Required task 1:
How many lines in the rows below contain the string "blonde"? Reply with the number alone.

The move by Palliser Capital, which has taken on several high-profile companies since its founders broke away from Elliott four years ago, is the latest in a wave of activist campaigns in Asia in the past year.
There were 57 campaigns against Asian companies in 2024, up from a previous record of 44 the year before, according to Lazard, with Japanese groups Sumitomo Corporation, SoftBank and Nissan all being targeted in the past six months.
Great Eastern is Singapore’s oldest and largest life insurer. Palliser, which has a stake in Great Eastern, has accused OCBC of treating minority shareholders unfairly in its attempted full takeover of the company.
In letters sent to the Monetary Authority of Singapore and SGX stock exchange, seen by the Financial Times, the activist accused the Great Eastern board of being “highly complacent” in recommending the offer.
It added that the insurer’s “corporate governance safeguards designed to protect the interests of minority shareholders were lacking or insufficiently robust”.
In response, the MAS and SGX told Palliser they were monitoring the case and engaging with both sides, according to communications seen by the FT.
Great Eastern, which has more than S$100bn (US$73bn) in assets and 16mn policyholders in Singapore and Malaysia, has been part-owned by OCBC since 1958. A minority of shares, about 6 per cent, are listed on Singapore’s stock exchange.

Information given:
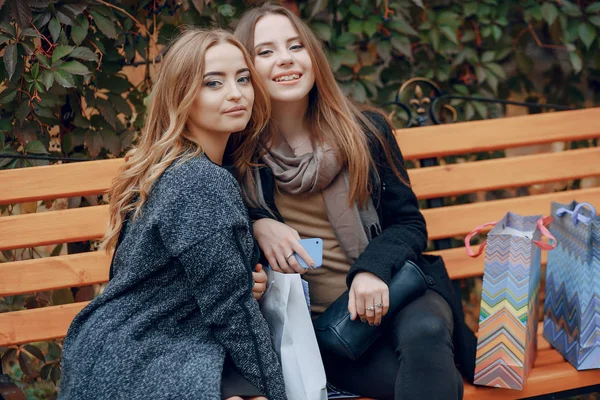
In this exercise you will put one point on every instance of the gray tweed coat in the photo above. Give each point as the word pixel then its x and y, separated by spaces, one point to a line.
pixel 179 301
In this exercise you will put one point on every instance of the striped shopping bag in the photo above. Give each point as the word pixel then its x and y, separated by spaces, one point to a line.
pixel 572 304
pixel 508 318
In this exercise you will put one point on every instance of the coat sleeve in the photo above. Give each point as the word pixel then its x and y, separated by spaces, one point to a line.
pixel 404 234
pixel 222 279
pixel 206 229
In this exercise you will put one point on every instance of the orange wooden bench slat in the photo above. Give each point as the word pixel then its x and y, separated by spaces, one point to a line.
pixel 53 273
pixel 76 270
pixel 510 172
pixel 20 231
pixel 461 266
pixel 54 181
pixel 543 379
pixel 459 220
pixel 495 134
pixel 38 324
pixel 64 226
pixel 93 177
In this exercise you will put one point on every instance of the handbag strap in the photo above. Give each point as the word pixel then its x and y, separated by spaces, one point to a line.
pixel 542 223
pixel 576 215
pixel 474 232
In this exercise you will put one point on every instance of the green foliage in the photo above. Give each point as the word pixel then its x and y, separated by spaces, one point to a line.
pixel 63 75
pixel 65 89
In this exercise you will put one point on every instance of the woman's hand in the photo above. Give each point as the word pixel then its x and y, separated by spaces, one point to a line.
pixel 260 282
pixel 369 298
pixel 279 242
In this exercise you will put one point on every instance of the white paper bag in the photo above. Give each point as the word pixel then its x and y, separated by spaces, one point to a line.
pixel 284 308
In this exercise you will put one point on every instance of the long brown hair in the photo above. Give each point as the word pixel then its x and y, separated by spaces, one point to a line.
pixel 164 138
pixel 331 115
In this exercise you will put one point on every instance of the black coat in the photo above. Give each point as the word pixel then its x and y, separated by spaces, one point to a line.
pixel 404 236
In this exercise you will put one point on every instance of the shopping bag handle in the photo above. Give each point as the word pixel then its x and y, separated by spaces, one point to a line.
pixel 474 232
pixel 576 215
pixel 542 223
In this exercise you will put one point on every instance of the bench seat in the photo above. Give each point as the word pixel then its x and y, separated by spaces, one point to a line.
pixel 551 372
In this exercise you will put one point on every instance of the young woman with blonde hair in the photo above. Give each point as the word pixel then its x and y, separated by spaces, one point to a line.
pixel 180 302
pixel 332 171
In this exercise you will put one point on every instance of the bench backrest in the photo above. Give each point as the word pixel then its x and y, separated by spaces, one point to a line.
pixel 94 177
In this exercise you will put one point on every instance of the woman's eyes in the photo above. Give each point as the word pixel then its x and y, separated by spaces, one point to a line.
pixel 213 84
pixel 297 46
pixel 216 84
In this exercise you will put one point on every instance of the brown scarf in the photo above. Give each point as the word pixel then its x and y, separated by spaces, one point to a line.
pixel 321 171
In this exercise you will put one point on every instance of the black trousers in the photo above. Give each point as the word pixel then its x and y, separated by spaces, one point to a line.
pixel 413 359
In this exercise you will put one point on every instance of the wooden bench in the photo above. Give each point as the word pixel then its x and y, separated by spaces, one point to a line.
pixel 551 372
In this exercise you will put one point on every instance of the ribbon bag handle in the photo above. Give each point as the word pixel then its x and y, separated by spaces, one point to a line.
pixel 474 232
pixel 542 224
pixel 576 215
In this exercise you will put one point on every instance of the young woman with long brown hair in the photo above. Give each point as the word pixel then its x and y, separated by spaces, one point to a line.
pixel 332 171
pixel 179 305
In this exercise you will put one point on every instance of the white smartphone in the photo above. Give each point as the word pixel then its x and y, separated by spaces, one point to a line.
pixel 314 248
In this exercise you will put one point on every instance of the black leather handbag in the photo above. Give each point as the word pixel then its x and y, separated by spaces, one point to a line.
pixel 337 333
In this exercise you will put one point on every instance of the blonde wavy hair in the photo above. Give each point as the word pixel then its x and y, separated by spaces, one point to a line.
pixel 333 118
pixel 165 139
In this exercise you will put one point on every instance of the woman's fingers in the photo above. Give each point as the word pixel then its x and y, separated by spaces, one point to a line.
pixel 378 311
pixel 385 300
pixel 352 305
pixel 283 264
pixel 360 307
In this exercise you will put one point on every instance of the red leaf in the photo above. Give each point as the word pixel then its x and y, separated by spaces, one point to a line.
pixel 26 365
pixel 55 374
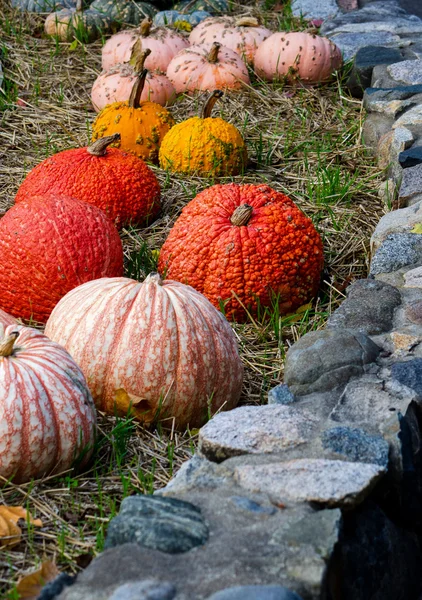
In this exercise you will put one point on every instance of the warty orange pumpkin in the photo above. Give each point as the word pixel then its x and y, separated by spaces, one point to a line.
pixel 158 349
pixel 244 245
pixel 47 414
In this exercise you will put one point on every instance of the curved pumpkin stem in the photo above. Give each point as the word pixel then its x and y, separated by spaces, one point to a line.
pixel 241 215
pixel 135 95
pixel 213 53
pixel 209 104
pixel 99 148
pixel 6 345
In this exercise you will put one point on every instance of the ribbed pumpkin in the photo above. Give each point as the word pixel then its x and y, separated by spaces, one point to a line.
pixel 241 245
pixel 47 414
pixel 115 85
pixel 207 67
pixel 159 346
pixel 204 145
pixel 297 56
pixel 163 43
pixel 123 186
pixel 141 125
pixel 49 245
pixel 242 35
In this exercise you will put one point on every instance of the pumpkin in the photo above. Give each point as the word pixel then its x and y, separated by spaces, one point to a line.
pixel 163 43
pixel 141 125
pixel 207 68
pixel 47 414
pixel 241 35
pixel 122 185
pixel 116 84
pixel 49 245
pixel 158 347
pixel 297 56
pixel 204 145
pixel 84 25
pixel 244 245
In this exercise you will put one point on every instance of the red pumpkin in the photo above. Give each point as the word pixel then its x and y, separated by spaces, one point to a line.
pixel 244 245
pixel 47 415
pixel 48 246
pixel 121 184
pixel 158 346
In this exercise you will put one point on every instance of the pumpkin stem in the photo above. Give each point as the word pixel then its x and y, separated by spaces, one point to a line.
pixel 241 215
pixel 145 27
pixel 6 345
pixel 99 148
pixel 213 53
pixel 209 104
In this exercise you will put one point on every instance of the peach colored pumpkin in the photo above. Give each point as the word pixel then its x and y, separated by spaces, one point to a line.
pixel 115 85
pixel 241 35
pixel 47 416
pixel 157 348
pixel 163 43
pixel 296 56
pixel 207 67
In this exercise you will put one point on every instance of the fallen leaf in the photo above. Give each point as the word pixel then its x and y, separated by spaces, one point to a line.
pixel 30 585
pixel 10 532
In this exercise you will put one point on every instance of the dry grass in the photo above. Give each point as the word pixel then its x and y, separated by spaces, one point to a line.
pixel 304 142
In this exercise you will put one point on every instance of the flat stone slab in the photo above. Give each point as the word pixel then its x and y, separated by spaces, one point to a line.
pixel 332 483
pixel 255 429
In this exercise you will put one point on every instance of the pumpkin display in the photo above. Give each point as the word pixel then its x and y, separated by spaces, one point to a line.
pixel 241 245
pixel 207 67
pixel 242 35
pixel 47 414
pixel 72 242
pixel 122 185
pixel 158 348
pixel 85 25
pixel 163 43
pixel 204 145
pixel 115 85
pixel 141 125
pixel 297 56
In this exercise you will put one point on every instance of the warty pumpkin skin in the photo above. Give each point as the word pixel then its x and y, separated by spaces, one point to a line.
pixel 141 125
pixel 47 416
pixel 204 145
pixel 243 244
pixel 158 345
pixel 123 186
pixel 49 245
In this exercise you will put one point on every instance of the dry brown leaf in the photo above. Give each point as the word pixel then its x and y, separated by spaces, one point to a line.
pixel 30 586
pixel 10 532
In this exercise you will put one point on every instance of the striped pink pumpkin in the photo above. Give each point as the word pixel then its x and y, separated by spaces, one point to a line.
pixel 47 416
pixel 158 346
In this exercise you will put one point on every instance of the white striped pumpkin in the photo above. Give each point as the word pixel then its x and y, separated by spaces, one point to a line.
pixel 47 416
pixel 157 347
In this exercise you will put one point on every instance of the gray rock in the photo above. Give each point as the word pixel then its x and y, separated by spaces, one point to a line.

Required task 2:
Which Japanese groups does the Palliser Capital excerpt above name as activist targets in the past six months?

Full output 1:
2

Full output 2:
Sumitomo Corporation, SoftBank, Nissan